**Testo proposto**
▼▼▼

Pubblicato da: Categoria: CULTURA

6
DIC
2013
Per combattere lo sfruttamento ambientale cominciano a emergere interessanti esperimenti di piani energetici decrescenti. Nei giorni scorsi si è tenuto a Lecce un incontro per approfondire queste tematiche e “declinarle” su scala locale
 
 
E’ ormai noto a tutti che le condizioni “di salute” dell’ambiente in cui viviamo sono sempre più precarie e delicate, ciononostante risulta purtroppo ancora difficile attuare misure in grado di arginare questo stato di cose. Soprattutto perché si fatica a diffondere la conoscenza di alcune buone prassi presenti su base locale, in varie aree del mondo, quasi ci fosse una sorta  di resistenza mentale, di “barriera” nei confronti di tali realtà emergenti. In quest’ottica è particolarmente significativa l’esperienza delle Transition Towns e di associazioni quali il Formicaio, che ha organizzato proprio nei giorni scorsi a Lecce un’iniziativa a tema, di cui ci parla Federica Ferri, una delle organizzatrici.
 
Cosa sono le “Città di transizione”?
«Le città di transizione sono un movimento fondato in Irlanda e in Inghilterra dall’economista Rob Hopkins negli anni 2005 e 2006. L’obiettivo del progetto è di preparare la società a affrontare le sfide del riscaldamento globale del picco del petrolio.
La Transizione è un movimento culturale impegnato nel traghettare la nostra società industrializzata, dall’attuale modello economico profondamente basato su una vasta disponibilità di petrolio a basso costo e sulla logica di consumo eccessivo delle risorse, a un nuovo modello sostenibile non dipendente dal petrolio e caratterizzato da un alto livello di resilienza.

▲▲▲

**Dati raccolti**

▼▼▼

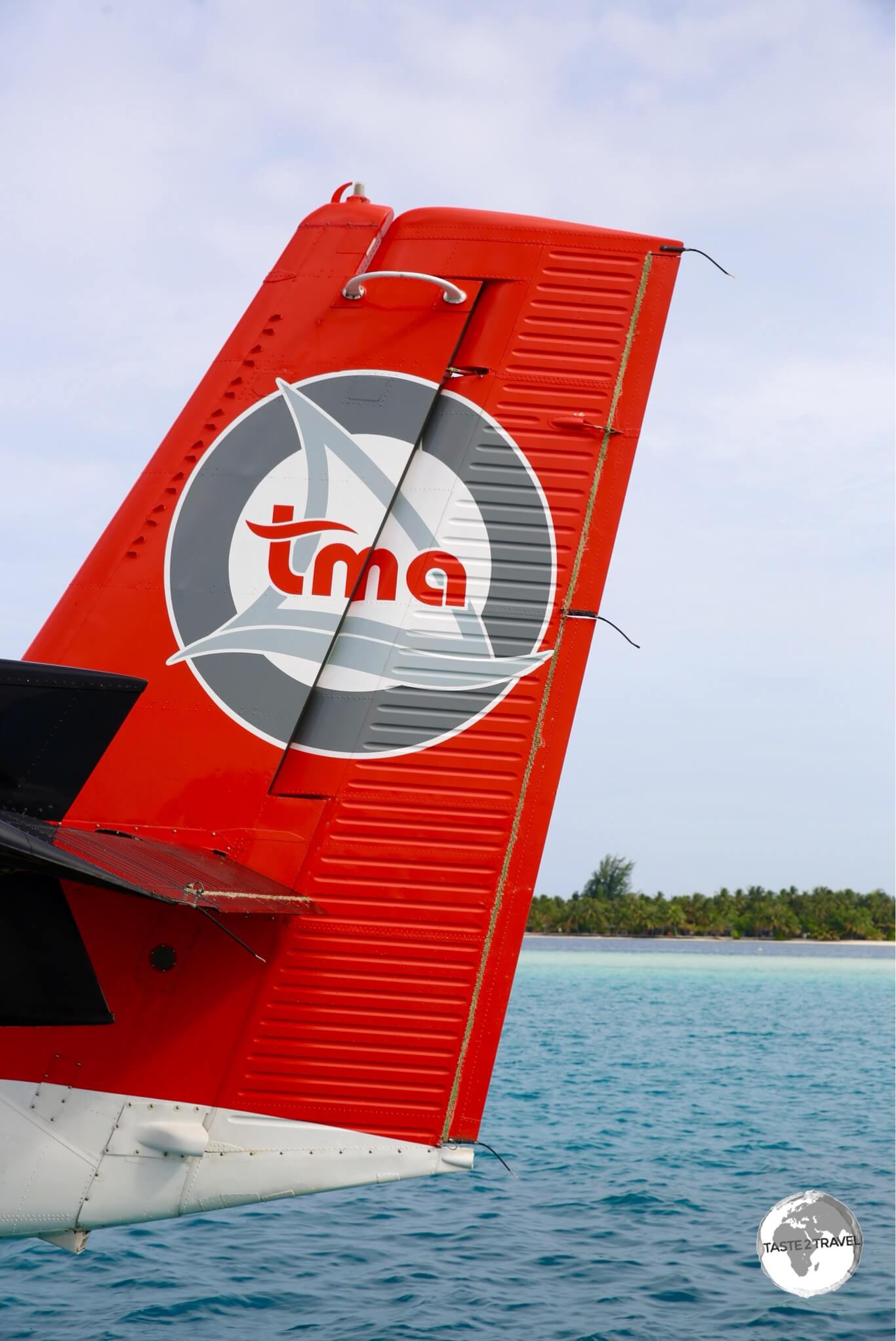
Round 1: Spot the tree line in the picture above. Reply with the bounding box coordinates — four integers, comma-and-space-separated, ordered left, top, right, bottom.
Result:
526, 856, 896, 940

▲▲▲

**Il problema**
Quali località geografiche vengono nominate nel testo sulle città di transizione? Questi dati provengono da una fonte diversa.

**La soluzione**
Lecce, Irlanda e Inghilterra.